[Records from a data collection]

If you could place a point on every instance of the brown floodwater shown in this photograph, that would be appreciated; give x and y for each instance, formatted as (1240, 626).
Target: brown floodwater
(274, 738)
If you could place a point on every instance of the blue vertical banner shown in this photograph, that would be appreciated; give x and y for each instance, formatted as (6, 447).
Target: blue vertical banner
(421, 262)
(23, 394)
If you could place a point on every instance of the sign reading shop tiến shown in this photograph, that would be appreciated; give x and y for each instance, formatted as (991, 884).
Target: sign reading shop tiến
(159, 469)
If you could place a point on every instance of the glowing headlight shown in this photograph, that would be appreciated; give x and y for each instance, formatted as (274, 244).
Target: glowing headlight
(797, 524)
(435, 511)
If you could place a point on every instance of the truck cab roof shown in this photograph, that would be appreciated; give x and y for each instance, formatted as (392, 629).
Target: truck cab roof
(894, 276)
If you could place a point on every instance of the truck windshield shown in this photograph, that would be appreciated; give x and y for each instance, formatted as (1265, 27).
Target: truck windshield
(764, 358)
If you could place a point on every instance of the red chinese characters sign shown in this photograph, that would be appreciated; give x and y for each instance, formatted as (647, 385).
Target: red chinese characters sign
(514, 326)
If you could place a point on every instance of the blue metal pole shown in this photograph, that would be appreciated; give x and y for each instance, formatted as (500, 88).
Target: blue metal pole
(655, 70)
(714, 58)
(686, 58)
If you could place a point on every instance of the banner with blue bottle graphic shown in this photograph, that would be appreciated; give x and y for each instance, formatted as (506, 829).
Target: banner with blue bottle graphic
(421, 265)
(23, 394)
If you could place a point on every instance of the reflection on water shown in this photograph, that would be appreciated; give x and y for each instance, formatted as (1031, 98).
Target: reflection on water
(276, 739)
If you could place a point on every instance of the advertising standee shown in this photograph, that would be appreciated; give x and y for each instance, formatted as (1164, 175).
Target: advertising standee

*The problem:*
The required output is every line from the one with "as (506, 829)." to the final line of the entries, repeated exactly and with nothing else.

*The answer:*
If you could place a point on every instance of the banner with blue bottle graphic shown in this photograph, that would be appreciated; give x and y for each instance, formatted as (506, 829).
Target: banner with blue bottle graphic
(421, 265)
(23, 394)
If you could place a point on every instance of the reflection on water shown in this photograph, that would be appreciated; give x and y for each instance, formatted as (1031, 98).
Target: reflection on water
(276, 739)
If you could place a point on every instance of the advertising standee shown in this photograph, that would be appreciated; give x and y for each instance, formatted as (1164, 175).
Target: advertising standee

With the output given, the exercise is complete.